+++ Kaynak

Başlangıçta üniversite kampüsü içinde feminist bir öğrenci inisiyatifiyken zamanla kurumsal bir kimlik oluşturmaya başladı. Sanat alanı içindeki cinsiyetçi söylem ve pratikler karşısında feminist bir kültür örgütlemeye çalışırken İstanbul’daki kadın hareketinin tartışma ve eylemlerine dahil oldu ve 90’lı yılların sonundan 2013 yılına kadar 8 Mart Kadın Mitinglerinin ve pek çok kadın eyleminin içinde yer aldı. FKÇ, yürüttüğü çalışma ve tartışmaları yayıncılık faaliyetleri üzerinden kamuoyuyla paylaşarak Türkiye’deki kadın hareketinin tartışmalarına entelektüel bir katkı sunmayı da amaçladı. Bu çalışmalar 2000 – 2005 arasında fanzin olarak yayınlananFeministÇerçeve; 2006 sonrasında ise web yayıncılığı yapan Feminisite üzerinden kamuoyuyla paylaşıldı. Yayın hayatına devam eden Kültür ve Siyasette Feminist Yaklaşımlar Dergisi,  halen FKÇ üyelerinin öncülüğünde çıkarılıyor.

++++++

Verilen Görev A
Kaynak metinde "Başlangıçta üniversite kampüsü" sözcükleriyle başlayıp aşağıya doğru "üyelerinin öncülüğünde çıkarılıyor." sözcüklerine kadar uzanan bölümün tamamını harfi harfine kopyalayın.
Verilen Görev B
Kaynak metne göre FKÇ'nin çalışmaları 2006 sonrasında hangi web yayını üzerinden kamuoyuyla paylaşılmıştır?

+++ Veri Seti Kesiti

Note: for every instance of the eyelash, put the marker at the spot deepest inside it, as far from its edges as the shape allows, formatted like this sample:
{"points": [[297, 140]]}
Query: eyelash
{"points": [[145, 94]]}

++++++

Doğru Çıktı A
Başlangıçta üniversite kampüsü içinde feminist bir öğrenci inisiyatifiyken zamanla kurumsal bir kimlik oluşturmaya başladı. Sanat alanı içindeki cinsiyetçi söylem ve pratikler karşısında feminist bir kültür örgütlemeye çalışırken İstanbul’daki kadın hareketinin tartışma ve eylemlerine dahil oldu ve 90’lı yılların sonundan 2013 yılına kadar 8 Mart Kadın Mitinglerinin ve pek çok kadın eyleminin içinde yer aldı. FKÇ, yürüttüğü çalışma ve tartışmaları yayıncılık faaliyetleri üzerinden kamuoyuyla paylaşarak Türkiye’deki kadın hareketinin tartışmalarına entelektüel bir katkı sunmayı da amaçladı. Bu çalışmalar 2000 – 2005 arasında fanzin olarak yayınlananFeministÇerçeve; 2006 sonrasında ise web yayıncılığı yapan Feminisite üzerinden kamuoyuyla paylaşıldı. Yayın hayatına devam eden Kültür ve Siyasette Feminist Yaklaşımlar Dergisi,  halen FKÇ üyelerinin öncülüğünde çıkarılıyor.

Doğru Çıktı B
Feminisite